(ENTRIES PROVIDED):
(begin)
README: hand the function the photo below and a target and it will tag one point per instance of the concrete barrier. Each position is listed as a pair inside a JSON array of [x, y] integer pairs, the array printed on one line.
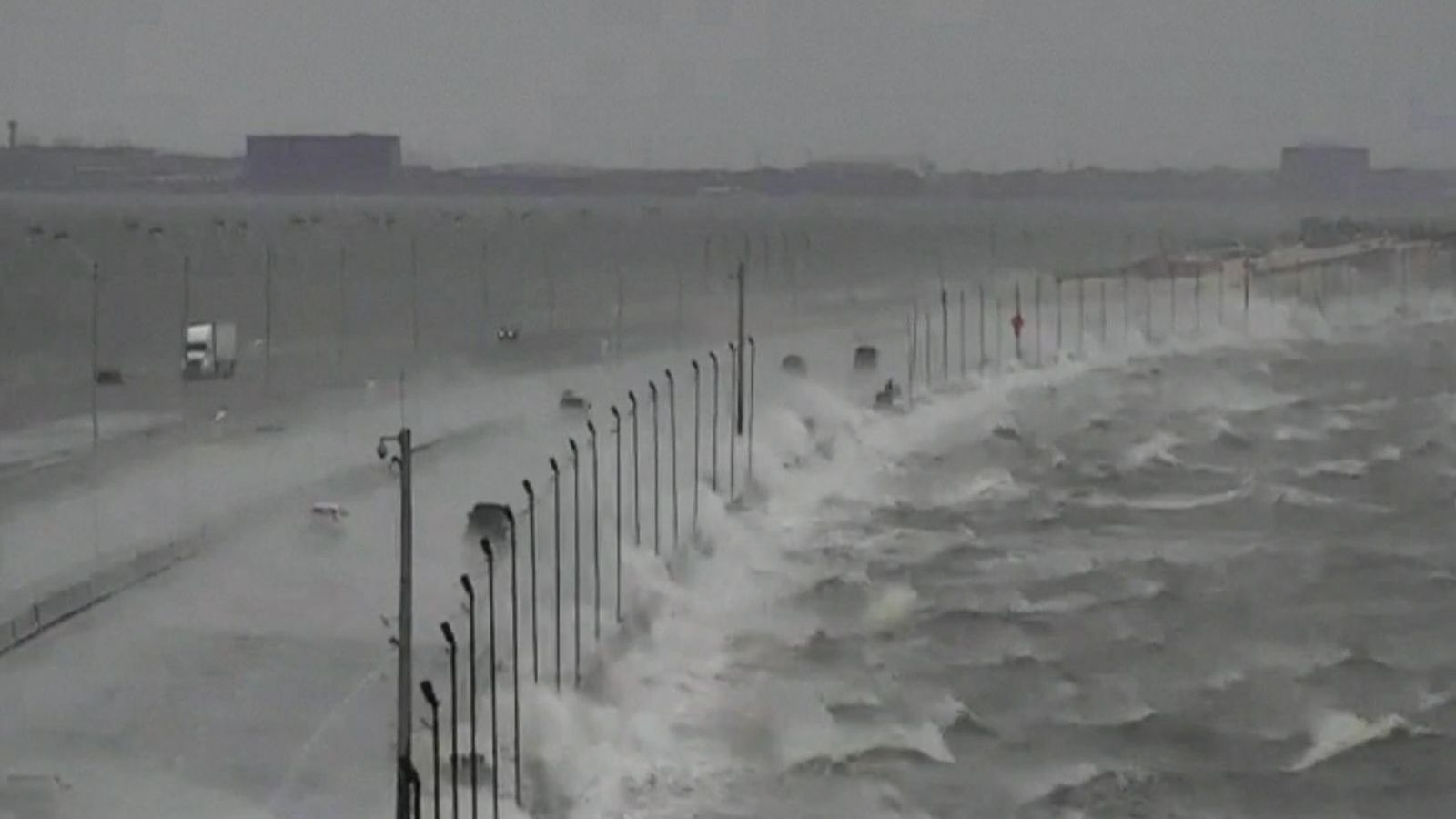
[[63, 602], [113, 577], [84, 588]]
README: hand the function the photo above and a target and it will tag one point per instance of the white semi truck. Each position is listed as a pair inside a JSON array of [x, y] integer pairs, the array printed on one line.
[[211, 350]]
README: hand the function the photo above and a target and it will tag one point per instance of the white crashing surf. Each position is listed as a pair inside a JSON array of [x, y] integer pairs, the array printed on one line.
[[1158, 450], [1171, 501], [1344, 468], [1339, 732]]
(end)
(begin)
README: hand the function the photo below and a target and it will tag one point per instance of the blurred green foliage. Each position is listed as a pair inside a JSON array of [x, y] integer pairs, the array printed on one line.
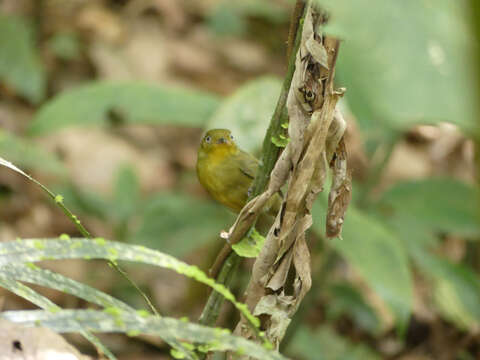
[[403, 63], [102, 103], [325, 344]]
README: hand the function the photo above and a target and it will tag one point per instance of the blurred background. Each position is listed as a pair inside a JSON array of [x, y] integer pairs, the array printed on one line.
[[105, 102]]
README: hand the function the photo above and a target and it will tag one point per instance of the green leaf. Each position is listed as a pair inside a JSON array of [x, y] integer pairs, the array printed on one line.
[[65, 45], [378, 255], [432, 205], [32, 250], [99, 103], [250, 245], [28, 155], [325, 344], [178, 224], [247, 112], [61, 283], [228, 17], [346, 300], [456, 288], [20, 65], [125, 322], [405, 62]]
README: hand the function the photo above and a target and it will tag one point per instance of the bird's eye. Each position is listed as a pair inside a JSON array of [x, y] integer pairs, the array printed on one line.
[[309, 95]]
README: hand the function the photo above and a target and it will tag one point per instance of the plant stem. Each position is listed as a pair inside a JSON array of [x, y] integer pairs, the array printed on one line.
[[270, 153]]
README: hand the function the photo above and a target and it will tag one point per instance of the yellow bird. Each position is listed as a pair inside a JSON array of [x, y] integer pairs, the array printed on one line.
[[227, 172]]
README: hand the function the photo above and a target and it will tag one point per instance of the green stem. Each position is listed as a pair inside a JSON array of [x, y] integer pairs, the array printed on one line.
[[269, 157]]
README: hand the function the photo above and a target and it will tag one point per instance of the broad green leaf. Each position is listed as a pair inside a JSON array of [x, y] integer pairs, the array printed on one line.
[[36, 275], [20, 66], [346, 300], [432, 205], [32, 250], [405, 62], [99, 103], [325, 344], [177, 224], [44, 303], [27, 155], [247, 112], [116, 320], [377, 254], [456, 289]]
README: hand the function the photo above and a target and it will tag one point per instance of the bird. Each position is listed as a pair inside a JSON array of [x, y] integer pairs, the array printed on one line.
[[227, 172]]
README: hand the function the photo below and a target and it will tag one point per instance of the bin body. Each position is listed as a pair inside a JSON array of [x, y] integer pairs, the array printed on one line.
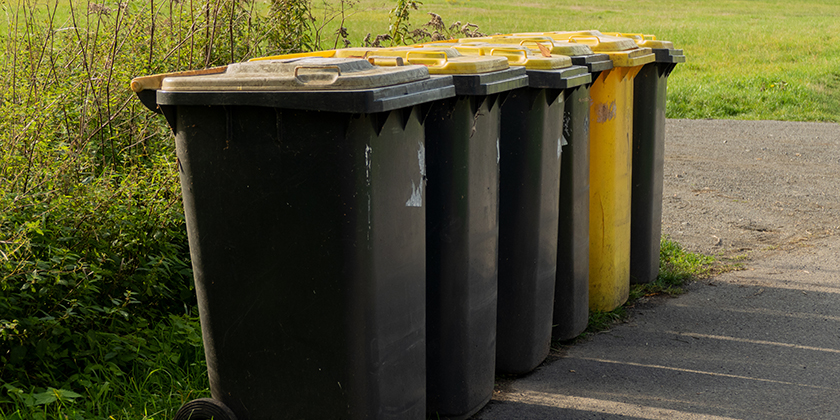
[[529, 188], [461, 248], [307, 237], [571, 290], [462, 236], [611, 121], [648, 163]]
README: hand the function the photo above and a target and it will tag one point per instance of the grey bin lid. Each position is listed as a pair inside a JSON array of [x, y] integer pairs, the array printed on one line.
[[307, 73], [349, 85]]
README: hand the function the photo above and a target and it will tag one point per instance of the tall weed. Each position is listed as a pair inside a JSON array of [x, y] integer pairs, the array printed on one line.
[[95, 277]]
(end)
(TASK TO COMPLETE): Transcribe word for word every line of the items from the line that contains "the white semi" through the line that contains "[[1158, 450], [1171, 501], [1344, 468], [1339, 732]]", including both of those lines.

(WRITTEN ANSWER):
README: hand the function the photo above and a target and it will tag one point per instance of the white semi truck. Each position is listed as a pair inside a JSON array of [x, y] integer pairs, the array printed on one line.
[[211, 350]]
README: hand the function the photo above and a target and it will tag one point per instance of the white crashing surf. Each position is listed as a pair inside a JSON array of [x, y] integer pairs, the array printed on one line.
[[1158, 450], [1171, 501], [1344, 468], [1339, 732]]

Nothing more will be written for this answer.